* **Stated exercise**: From the insurance thread below, print the stretch from "hear in ca." up to and including "my insurance guy..", with every character unchanged.

* **Source text**:
--- Start ---

# Auto (Dump/Chip Truck) Insurance



## Canyonbc (Sep 20, 2007)

What company do you guys go through for your chip/dump truck. 

What are you paying a month/year for it????


----------



## ropensaddle (Sep 21, 2007)

Is your truck cdl will it be you driving,tickets? they will
ask all those questions and more age,payroll etc. I have
a clean record cdl and no accidents and pay 650.00
for liability 1200.00full coverage is what I have!


----------



## Canyonbc (Sep 21, 2007)

I am not looking at truck really any time soon 

for this reason mainly...i am scared to think what my insurance would cost

I am 19, male, with one speeding ticket about a year ago..., if i were to get a truck i would want to get around a 96-98 F 350 Diesel with a 12ft Dump bed on the back 

Now your 650...???


----------



## John464 (Sep 21, 2007)

my trucks start out about $1200 a year and go up to around $2,000 a year per truck. this is for 8 trucks under 1 policy. they range on the small end F450 dumps to the larger 7500 GMC. the years are 2000 to 2007. all are under CDL

NJ is on the high end when it comes to insurance, but probably similar to CA :censored:


----------



## Canyonbc (Sep 21, 2007)

Thank you John 464...

Ok, thanks gives me a general idea of what to except now...

sweet

canyon


----------



## Husky137 (Sep 22, 2007)

Talking to a local insurance agent is really the only way you will get a good idea of what you will pay. Arkansas and NJ are far from California.


----------



## ASD (Sep 23, 2007)

hear in ca. it will start at $1000 per year for an f250 and go to about $2500 for a truck with 80K tags hope this helps

Scott


----------



## Canyonbc (Sep 25, 2007)

Scott, 

Ya it does thank you...i also got some rough numbers from my insurance guy..

Mike


----------

--- End ---

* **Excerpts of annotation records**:
--- Start ---

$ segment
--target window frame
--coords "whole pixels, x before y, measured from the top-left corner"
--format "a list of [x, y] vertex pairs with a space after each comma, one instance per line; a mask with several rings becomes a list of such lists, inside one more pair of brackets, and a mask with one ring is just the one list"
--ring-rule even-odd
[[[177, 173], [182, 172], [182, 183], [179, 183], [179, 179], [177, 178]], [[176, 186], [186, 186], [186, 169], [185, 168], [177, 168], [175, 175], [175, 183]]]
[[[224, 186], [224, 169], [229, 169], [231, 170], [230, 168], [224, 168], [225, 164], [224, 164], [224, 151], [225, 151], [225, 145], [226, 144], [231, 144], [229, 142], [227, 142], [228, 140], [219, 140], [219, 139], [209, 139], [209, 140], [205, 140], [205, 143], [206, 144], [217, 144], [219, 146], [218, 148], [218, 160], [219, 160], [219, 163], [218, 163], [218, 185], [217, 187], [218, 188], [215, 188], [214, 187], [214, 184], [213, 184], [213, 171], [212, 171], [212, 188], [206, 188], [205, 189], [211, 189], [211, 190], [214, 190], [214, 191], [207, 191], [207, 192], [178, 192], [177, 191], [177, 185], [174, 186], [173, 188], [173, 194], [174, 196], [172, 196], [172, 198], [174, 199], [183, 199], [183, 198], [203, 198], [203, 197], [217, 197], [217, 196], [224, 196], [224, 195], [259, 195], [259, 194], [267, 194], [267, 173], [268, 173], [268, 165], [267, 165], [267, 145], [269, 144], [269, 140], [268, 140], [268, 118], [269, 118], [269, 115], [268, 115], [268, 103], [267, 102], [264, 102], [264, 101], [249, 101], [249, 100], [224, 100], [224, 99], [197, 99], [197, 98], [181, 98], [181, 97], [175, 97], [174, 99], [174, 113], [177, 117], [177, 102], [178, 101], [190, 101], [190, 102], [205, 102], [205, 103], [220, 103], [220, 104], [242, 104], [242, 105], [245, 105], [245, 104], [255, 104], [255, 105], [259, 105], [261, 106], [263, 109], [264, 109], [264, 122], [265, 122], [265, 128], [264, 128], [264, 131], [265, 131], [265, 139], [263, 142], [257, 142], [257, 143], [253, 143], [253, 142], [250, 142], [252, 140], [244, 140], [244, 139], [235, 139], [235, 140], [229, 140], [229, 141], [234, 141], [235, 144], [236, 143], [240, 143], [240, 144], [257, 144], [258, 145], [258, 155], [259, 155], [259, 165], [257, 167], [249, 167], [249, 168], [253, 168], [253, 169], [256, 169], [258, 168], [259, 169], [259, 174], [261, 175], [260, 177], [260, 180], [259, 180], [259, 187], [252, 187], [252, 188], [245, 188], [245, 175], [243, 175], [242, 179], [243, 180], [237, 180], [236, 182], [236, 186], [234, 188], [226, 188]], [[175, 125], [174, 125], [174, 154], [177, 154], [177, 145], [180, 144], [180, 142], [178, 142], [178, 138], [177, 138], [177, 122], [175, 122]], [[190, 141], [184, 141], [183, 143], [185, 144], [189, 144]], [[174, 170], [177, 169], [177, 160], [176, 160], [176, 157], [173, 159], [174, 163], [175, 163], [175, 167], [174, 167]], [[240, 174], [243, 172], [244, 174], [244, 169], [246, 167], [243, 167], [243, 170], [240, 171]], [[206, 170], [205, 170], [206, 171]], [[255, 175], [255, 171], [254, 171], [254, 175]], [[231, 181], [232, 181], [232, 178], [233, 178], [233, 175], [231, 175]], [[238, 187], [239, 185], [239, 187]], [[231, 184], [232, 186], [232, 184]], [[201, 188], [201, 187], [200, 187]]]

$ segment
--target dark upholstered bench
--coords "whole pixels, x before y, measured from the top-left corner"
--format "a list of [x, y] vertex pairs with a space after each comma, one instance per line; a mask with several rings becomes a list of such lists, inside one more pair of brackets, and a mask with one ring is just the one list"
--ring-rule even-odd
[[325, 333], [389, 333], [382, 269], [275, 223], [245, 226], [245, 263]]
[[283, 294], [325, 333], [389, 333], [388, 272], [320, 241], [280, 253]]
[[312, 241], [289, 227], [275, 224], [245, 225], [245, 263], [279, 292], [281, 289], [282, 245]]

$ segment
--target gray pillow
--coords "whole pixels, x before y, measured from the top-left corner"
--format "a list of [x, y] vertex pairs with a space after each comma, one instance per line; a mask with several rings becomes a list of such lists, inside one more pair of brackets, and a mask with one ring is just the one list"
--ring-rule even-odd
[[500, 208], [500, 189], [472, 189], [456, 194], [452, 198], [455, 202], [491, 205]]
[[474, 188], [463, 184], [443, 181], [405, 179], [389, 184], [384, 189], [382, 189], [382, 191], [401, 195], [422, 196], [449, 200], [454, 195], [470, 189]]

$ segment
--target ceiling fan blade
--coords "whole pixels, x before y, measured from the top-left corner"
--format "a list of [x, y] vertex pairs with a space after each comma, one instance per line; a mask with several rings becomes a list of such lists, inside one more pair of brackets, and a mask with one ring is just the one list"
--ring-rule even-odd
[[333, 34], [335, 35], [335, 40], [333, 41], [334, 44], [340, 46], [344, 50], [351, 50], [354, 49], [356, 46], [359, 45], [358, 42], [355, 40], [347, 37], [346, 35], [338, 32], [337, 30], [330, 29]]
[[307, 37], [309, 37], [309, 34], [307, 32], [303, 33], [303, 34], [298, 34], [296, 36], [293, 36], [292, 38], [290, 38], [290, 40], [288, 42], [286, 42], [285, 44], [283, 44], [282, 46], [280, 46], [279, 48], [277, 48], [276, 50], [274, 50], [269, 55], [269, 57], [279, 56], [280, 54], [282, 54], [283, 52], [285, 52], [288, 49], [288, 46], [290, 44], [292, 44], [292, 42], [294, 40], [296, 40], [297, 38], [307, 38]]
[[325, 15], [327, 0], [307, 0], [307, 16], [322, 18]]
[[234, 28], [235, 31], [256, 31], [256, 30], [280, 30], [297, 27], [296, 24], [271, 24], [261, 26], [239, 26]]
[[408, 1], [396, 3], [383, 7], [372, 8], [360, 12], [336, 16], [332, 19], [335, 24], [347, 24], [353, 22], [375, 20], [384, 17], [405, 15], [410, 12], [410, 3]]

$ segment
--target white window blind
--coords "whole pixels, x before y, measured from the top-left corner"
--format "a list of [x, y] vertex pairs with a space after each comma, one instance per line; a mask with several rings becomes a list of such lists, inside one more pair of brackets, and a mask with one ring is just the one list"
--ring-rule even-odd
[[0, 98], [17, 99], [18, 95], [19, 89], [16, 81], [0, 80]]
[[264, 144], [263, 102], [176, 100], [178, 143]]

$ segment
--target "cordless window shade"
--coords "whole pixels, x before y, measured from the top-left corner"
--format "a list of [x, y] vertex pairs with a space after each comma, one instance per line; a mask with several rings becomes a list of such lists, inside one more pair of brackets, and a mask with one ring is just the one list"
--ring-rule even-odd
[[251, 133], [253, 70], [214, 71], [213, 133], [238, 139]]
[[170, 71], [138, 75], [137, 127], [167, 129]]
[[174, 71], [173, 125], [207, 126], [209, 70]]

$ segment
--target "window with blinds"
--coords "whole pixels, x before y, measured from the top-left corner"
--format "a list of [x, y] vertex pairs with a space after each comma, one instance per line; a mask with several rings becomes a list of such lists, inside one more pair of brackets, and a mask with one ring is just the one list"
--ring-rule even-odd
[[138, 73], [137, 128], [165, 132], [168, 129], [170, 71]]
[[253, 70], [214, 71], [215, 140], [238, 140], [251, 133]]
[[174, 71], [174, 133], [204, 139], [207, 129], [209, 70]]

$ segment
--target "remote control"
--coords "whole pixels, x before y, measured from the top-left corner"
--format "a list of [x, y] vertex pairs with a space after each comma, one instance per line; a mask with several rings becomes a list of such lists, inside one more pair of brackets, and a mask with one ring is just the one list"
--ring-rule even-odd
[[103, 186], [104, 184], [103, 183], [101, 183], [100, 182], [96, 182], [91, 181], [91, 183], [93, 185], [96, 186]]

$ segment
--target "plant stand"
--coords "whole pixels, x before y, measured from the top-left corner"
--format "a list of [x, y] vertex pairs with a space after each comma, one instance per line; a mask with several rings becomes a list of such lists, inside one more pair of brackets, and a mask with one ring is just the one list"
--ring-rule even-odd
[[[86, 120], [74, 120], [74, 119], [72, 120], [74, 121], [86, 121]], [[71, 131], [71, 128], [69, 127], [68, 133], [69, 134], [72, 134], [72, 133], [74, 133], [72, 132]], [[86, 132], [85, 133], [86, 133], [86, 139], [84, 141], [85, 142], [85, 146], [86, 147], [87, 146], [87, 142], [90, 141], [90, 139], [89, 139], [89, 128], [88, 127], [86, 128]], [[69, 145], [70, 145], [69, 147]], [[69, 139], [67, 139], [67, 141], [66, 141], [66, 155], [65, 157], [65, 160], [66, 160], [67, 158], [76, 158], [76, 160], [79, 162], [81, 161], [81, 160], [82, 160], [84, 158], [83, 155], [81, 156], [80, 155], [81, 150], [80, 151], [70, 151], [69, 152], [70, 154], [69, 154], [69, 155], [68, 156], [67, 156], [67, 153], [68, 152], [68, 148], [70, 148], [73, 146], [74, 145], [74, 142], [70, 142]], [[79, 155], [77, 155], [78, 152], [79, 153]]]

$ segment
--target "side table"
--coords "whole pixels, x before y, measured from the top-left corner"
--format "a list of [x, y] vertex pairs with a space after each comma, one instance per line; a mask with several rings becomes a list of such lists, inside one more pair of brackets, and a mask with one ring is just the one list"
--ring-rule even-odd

--- End ---

* **Reply**:
hear in ca. it will start at $1000 per year for an f250 and go to about $2500 for a truck with 80K tags hope this helps

Scott


----------



## Canyonbc (Sep 25, 2007)

Scott, 

Ya it does thank you...i also got some rough numbers from my insurance guy..